-- RECORDS SHOWN follows --

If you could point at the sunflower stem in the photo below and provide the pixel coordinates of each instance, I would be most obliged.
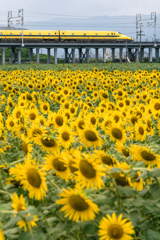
(54, 184)
(4, 192)
(116, 192)
(157, 180)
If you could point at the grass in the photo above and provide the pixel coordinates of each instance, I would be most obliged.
(88, 67)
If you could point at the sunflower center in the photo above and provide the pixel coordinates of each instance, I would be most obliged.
(93, 120)
(87, 169)
(147, 156)
(115, 231)
(78, 203)
(134, 119)
(141, 130)
(32, 116)
(80, 124)
(20, 207)
(117, 133)
(36, 131)
(65, 136)
(90, 136)
(157, 106)
(73, 169)
(107, 160)
(25, 148)
(58, 165)
(48, 142)
(11, 123)
(33, 178)
(45, 107)
(29, 97)
(59, 121)
(18, 114)
(125, 152)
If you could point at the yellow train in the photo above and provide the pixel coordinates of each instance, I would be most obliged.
(63, 35)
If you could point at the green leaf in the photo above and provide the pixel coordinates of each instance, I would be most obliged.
(36, 235)
(126, 191)
(152, 235)
(135, 217)
(113, 170)
(155, 172)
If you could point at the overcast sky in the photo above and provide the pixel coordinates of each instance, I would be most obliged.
(35, 10)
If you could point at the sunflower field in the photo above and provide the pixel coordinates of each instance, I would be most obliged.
(80, 154)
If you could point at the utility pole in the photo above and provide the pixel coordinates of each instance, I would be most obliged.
(140, 33)
(16, 20)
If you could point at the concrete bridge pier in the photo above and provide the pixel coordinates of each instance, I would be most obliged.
(120, 54)
(13, 55)
(73, 55)
(157, 54)
(80, 55)
(87, 55)
(142, 55)
(48, 55)
(55, 55)
(150, 54)
(137, 54)
(19, 55)
(96, 55)
(37, 55)
(3, 56)
(104, 55)
(129, 53)
(66, 55)
(31, 54)
(113, 54)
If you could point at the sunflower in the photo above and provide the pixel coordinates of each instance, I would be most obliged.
(56, 162)
(59, 120)
(140, 131)
(112, 228)
(32, 114)
(145, 154)
(17, 113)
(45, 107)
(33, 179)
(137, 184)
(89, 172)
(89, 137)
(35, 130)
(76, 205)
(10, 123)
(47, 143)
(18, 204)
(30, 224)
(66, 136)
(121, 148)
(26, 146)
(116, 132)
(2, 235)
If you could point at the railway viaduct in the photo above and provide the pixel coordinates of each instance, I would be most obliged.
(83, 48)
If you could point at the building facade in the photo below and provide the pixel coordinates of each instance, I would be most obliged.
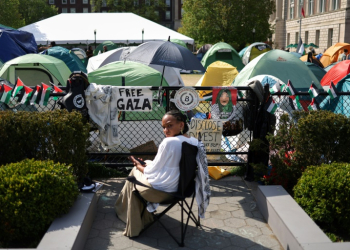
(170, 17)
(326, 22)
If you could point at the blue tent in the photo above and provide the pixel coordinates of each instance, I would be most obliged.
(67, 56)
(15, 43)
(340, 104)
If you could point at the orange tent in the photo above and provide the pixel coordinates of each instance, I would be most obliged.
(332, 53)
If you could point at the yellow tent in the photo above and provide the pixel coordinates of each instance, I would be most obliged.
(217, 74)
(331, 54)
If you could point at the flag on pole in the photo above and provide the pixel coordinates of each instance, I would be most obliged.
(313, 105)
(6, 93)
(18, 86)
(296, 102)
(290, 88)
(271, 106)
(45, 94)
(28, 92)
(300, 48)
(313, 91)
(56, 90)
(34, 98)
(332, 91)
(275, 88)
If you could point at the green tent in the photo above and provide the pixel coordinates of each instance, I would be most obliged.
(317, 70)
(136, 74)
(110, 45)
(33, 69)
(282, 65)
(222, 52)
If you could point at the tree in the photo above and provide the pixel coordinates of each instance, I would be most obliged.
(9, 14)
(230, 21)
(149, 9)
(36, 10)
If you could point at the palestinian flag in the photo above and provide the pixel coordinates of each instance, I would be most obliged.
(35, 95)
(28, 92)
(6, 93)
(56, 90)
(290, 89)
(45, 94)
(18, 86)
(296, 102)
(313, 91)
(313, 105)
(332, 91)
(271, 106)
(275, 88)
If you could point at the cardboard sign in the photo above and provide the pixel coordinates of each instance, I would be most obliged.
(210, 130)
(134, 99)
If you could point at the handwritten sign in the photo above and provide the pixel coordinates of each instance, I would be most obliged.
(211, 131)
(134, 99)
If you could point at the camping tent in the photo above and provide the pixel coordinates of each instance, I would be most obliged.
(109, 44)
(75, 28)
(282, 65)
(217, 74)
(317, 70)
(254, 50)
(67, 56)
(332, 53)
(222, 52)
(336, 73)
(340, 104)
(36, 68)
(136, 74)
(15, 43)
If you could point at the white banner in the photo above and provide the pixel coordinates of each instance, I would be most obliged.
(134, 99)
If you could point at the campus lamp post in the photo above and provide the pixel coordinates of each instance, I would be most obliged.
(95, 37)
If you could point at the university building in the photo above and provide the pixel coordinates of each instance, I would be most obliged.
(170, 17)
(326, 22)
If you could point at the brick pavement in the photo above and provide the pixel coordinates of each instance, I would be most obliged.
(232, 221)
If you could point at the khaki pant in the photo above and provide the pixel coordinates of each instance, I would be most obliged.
(129, 207)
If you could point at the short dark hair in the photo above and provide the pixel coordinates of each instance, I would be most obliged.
(179, 117)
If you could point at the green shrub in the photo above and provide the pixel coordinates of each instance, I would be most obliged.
(317, 137)
(32, 195)
(53, 135)
(324, 193)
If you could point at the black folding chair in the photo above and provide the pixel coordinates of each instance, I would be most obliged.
(186, 188)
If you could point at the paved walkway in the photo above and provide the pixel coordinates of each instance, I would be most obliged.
(232, 221)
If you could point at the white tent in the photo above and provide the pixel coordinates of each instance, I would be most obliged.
(115, 27)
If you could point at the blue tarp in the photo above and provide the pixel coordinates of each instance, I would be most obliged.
(15, 43)
(67, 56)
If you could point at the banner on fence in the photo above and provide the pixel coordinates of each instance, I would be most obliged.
(210, 130)
(134, 99)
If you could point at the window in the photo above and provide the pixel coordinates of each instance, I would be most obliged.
(322, 6)
(330, 37)
(167, 15)
(291, 9)
(335, 5)
(311, 7)
(306, 39)
(317, 40)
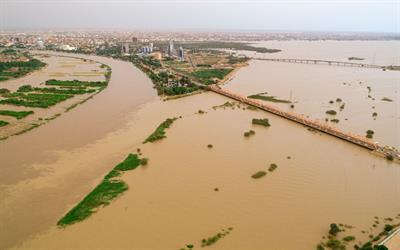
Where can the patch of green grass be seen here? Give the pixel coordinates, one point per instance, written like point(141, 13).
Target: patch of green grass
point(34, 99)
point(207, 74)
point(4, 91)
point(349, 238)
point(262, 96)
point(370, 133)
point(335, 120)
point(3, 123)
point(249, 133)
point(213, 239)
point(75, 83)
point(16, 114)
point(101, 196)
point(159, 133)
point(263, 122)
point(387, 99)
point(272, 167)
point(331, 112)
point(259, 174)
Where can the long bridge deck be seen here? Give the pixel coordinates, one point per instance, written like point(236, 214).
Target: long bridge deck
point(323, 127)
point(324, 62)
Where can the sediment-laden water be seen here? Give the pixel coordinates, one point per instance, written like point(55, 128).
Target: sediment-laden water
point(172, 202)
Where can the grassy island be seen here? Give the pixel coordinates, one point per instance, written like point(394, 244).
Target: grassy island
point(259, 174)
point(101, 196)
point(159, 133)
point(15, 64)
point(29, 96)
point(16, 114)
point(262, 96)
point(262, 122)
point(3, 123)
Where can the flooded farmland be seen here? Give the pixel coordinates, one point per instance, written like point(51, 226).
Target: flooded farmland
point(173, 201)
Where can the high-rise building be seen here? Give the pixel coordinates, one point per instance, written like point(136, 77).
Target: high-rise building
point(181, 54)
point(125, 49)
point(171, 49)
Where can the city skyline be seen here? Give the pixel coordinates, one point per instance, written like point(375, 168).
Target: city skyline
point(232, 15)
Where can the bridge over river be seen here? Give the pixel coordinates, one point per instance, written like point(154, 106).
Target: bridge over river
point(323, 127)
point(323, 62)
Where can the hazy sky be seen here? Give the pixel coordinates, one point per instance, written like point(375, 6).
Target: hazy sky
point(300, 15)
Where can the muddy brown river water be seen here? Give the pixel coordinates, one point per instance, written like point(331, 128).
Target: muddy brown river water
point(172, 201)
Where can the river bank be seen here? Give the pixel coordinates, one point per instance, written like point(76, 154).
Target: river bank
point(190, 191)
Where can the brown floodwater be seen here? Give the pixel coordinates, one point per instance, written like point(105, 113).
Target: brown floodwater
point(60, 68)
point(172, 201)
point(23, 213)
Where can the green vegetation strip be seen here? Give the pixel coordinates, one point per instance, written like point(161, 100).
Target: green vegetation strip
point(3, 123)
point(159, 133)
point(259, 174)
point(226, 45)
point(14, 69)
point(101, 196)
point(263, 97)
point(75, 83)
point(206, 75)
point(37, 100)
point(213, 239)
point(16, 114)
point(263, 122)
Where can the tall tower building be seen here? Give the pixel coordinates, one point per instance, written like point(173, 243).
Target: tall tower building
point(171, 48)
point(125, 49)
point(181, 54)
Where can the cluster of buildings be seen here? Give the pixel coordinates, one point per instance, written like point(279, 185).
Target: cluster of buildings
point(175, 53)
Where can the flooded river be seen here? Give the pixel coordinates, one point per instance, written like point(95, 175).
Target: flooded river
point(172, 202)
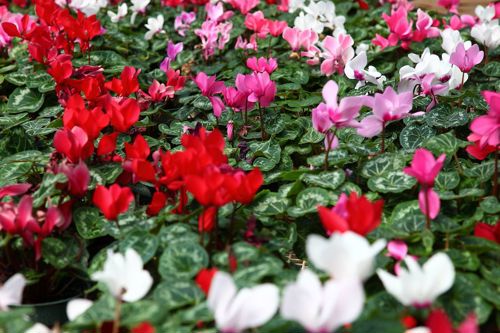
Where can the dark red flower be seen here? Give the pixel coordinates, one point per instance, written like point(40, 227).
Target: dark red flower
point(355, 213)
point(204, 279)
point(487, 231)
point(113, 201)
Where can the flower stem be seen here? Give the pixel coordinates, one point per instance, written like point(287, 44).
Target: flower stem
point(382, 136)
point(116, 320)
point(495, 176)
point(427, 211)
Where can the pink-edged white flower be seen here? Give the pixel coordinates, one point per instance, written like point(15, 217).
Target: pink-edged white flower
point(121, 13)
point(337, 51)
point(485, 14)
point(88, 7)
point(138, 7)
point(183, 22)
point(76, 307)
point(344, 255)
point(419, 285)
point(236, 311)
point(332, 113)
point(11, 292)
point(487, 34)
point(154, 26)
point(124, 276)
point(388, 106)
point(355, 70)
point(322, 308)
point(466, 59)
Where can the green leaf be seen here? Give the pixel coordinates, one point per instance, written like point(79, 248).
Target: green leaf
point(382, 164)
point(59, 253)
point(407, 217)
point(328, 180)
point(492, 69)
point(182, 260)
point(141, 241)
point(483, 172)
point(24, 99)
point(444, 143)
point(413, 136)
point(90, 223)
point(176, 294)
point(391, 182)
point(443, 115)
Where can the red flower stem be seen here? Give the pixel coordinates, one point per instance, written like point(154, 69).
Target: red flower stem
point(116, 320)
point(427, 211)
point(495, 176)
point(382, 136)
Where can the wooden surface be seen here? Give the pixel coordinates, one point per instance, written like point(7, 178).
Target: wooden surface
point(465, 7)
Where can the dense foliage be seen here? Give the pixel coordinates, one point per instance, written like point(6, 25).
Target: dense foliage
point(217, 138)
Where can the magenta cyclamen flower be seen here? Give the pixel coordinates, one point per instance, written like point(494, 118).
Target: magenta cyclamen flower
point(425, 169)
point(331, 113)
point(387, 106)
point(262, 64)
point(183, 22)
point(466, 59)
point(260, 87)
point(209, 87)
point(300, 39)
point(487, 128)
point(337, 52)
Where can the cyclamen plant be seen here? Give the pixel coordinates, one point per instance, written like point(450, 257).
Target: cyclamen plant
point(235, 166)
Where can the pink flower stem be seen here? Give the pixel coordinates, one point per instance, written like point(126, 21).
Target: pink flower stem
point(495, 176)
point(116, 320)
point(427, 211)
point(262, 130)
point(382, 135)
point(329, 141)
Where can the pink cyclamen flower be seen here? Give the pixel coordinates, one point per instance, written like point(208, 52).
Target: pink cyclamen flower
point(183, 22)
point(262, 88)
point(486, 129)
point(337, 52)
point(466, 59)
point(300, 39)
point(332, 113)
point(425, 169)
point(244, 6)
point(387, 106)
point(450, 5)
point(209, 87)
point(262, 64)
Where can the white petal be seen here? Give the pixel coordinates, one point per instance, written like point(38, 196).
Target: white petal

-- RECORDS SHOWN concluded --

* **TASK TO CARRY OUT**:
For this exercise, please retype exactly the lines in the listing from the line with "Target: wooden surface" through its last line, both ends included.

* **SOLVED EXERCISE**:
Target: wooden surface
point(465, 7)
Where can the dense foliage be seen here? Give the pixel coordinates, one point per instance, written like point(6, 25).
Target: dense foliage
point(217, 138)
Where can the magenta cyclamen flower be seen here? Give the pixel coordinates, one point per instance, written like point(494, 118).
Target: magenta cyclamen flower
point(425, 169)
point(331, 113)
point(387, 106)
point(262, 64)
point(183, 22)
point(466, 59)
point(260, 87)
point(209, 87)
point(300, 39)
point(487, 128)
point(337, 52)
Where can the cyclamen plant be seen here? Give the pixel coordinates, one point per instance, written like point(450, 257).
Target: cyclamen plant
point(235, 166)
Where can the pink flower stem be seen here? Give the pixel coordinates, one point per instance, written like point(126, 21).
Target: pink flower stem
point(495, 176)
point(116, 320)
point(427, 211)
point(262, 130)
point(382, 135)
point(329, 141)
Where can the pink cyclamen flower be seen here? Give the pixel coordinates, one point per instance, written like point(208, 52).
Target: pink cyclamen flower
point(183, 22)
point(262, 88)
point(486, 129)
point(337, 52)
point(466, 59)
point(300, 39)
point(332, 113)
point(425, 169)
point(244, 6)
point(387, 106)
point(450, 5)
point(209, 87)
point(262, 64)
Where can the white petal be seen here? Give the pixel coordinates, one point per instance, written like point(38, 196).
Target: white petal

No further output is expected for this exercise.